» Teks Dokumen
++++

Sastra dan Pembentukan Karakter

1,085 kali dibaca

Ajarkanlah anak-anakmu sastra, agar jiwa-jiwa mereka hidup. (Umar bin Khatab)

Akhir-akhir ini di lembaga pendidikan digalakkan spirit membangun karakter peserta didik. Melalui kurikulum, lebih khusus dalam analisis Kompetensi Dasar dan Indikator Pembelajaran, selalu duhubungkan dengan proyeksi pengembangan karakter. Karakter telah menjadi tujuan kurikulum agar peserta didik menjadi generasi patriotik.

Advertisements

Secara umum, karakter merupakan sikap dan etika yang harus dijadikan keseharian dalam berkehidupan sosial. Etika atau akhlak oleh Rasulullah dipandang sebagai persoalan yang urgen (penting). Maka, di dalam sebuah hadits Nabi Muhammad bersabda, “Innama bu’itstu liutammima makaarimal akhlak; sesungguhnya aku diutus untuk menyempurnakan (memperbaiki) akhlak yang mulia.” ( Disahihkan oleh Al-Albani dalam As-Shahihnya Nomor 45).

Sementara, menurut Umar bin Khatab, salah satu bentuk ikhtiar dalam membangun karakter adalah mengajarkan sastra. Karena, di dalam karya sastra terdapat nilai-nilai religius yang dapat dijadikan pengajaran terhadap anak didik. Sehingga, dengan sastra kita dapat membentuk karakter peserta didik dengan estetika dan ajaran agama serta dapat menjadikan jiwa halus, lembut, dan mudah menerima realita kebenaran.

++++

» Tugas Anda
1. Ketik ulang dengan tepat bagian teks tentang sastra dan pembentukan karakter, mulai dari "1,085 kali dibaca" sampai "As-Shahihnya Nomor 45).".
2. Ulangi tanpa perubahan semua baris catatan di bawah ini, dari awal hingga akhir, tetapi jangan sertakan gambarnya.

» Catatan yang Diberikan
++++

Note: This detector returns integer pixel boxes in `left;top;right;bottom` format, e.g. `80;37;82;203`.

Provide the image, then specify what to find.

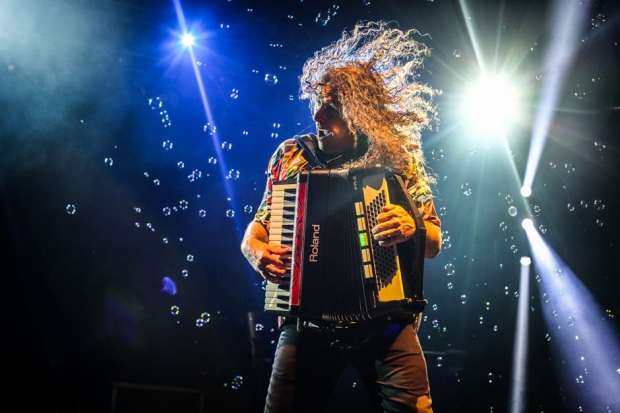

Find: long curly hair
300;21;441;196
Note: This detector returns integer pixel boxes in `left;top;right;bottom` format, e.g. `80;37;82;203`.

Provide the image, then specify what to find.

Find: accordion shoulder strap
294;133;325;168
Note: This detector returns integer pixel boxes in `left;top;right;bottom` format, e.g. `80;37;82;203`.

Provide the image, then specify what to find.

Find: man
241;22;441;413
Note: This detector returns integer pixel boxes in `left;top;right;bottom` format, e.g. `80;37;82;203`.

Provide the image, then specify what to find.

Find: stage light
521;186;532;198
462;75;518;136
525;222;620;412
510;257;531;413
181;33;194;47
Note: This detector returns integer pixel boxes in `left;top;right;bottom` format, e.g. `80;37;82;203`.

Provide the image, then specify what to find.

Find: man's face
314;85;355;154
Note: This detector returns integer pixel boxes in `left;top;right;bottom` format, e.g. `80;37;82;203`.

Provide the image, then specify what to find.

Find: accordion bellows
265;167;427;323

++++

» Kunci Jawaban
1.
1,085 kali dibaca

Ajarkanlah anak-anakmu sastra, agar jiwa-jiwa mereka hidup. (Umar bin Khatab)

Akhir-akhir ini di lembaga pendidikan digalakkan spirit membangun karakter peserta didik. Melalui kurikulum, lebih khusus dalam analisis Kompetensi Dasar dan Indikator Pembelajaran, selalu duhubungkan dengan proyeksi pengembangan karakter. Karakter telah menjadi tujuan kurikulum agar peserta didik menjadi generasi patriotik.

Advertisements

Secara umum, karakter merupakan sikap dan etika yang harus dijadikan keseharian dalam berkehidupan sosial. Etika atau akhlak oleh Rasulullah dipandang sebagai persoalan yang urgen (penting). Maka, di dalam sebuah hadits Nabi Muhammad bersabda, “Innama bu’itstu liutammima makaarimal akhlak; sesungguhnya aku diutus untuk menyempurnakan (memperbaiki) akhlak yang mulia.” ( Disahihkan oleh Al-Albani dalam As-Shahihnya Nomor 45).

2.
Note: This detector returns integer pixel boxes in `left;top;right;bottom` format, e.g. `80;37;82;203`.

Provide the image, then specify what to find.


Find: long curly hair
300;21;441;196
Note: This detector returns integer pixel boxes in `left;top;right;bottom` format, e.g. `80;37;82;203`.

Provide the image, then specify what to find.

Find: accordion shoulder strap
294;133;325;168
Note: This detector returns integer pixel boxes in `left;top;right;bottom` format, e.g. `80;37;82;203`.

Provide the image, then specify what to find.

Find: man
241;22;441;413
Note: This detector returns integer pixel boxes in `left;top;right;bottom` format, e.g. `80;37;82;203`.

Provide the image, then specify what to find.

Find: stage light
521;186;532;198
462;75;518;136
525;222;620;412
510;257;531;413
181;33;194;47
Note: This detector returns integer pixel boxes in `left;top;right;bottom` format, e.g. `80;37;82;203`.

Provide the image, then specify what to find.

Find: man's face
314;85;355;154
Note: This detector returns integer pixel boxes in `left;top;right;bottom` format, e.g. `80;37;82;203`.

Provide the image, then specify what to find.

Find: accordion bellows
265;167;427;323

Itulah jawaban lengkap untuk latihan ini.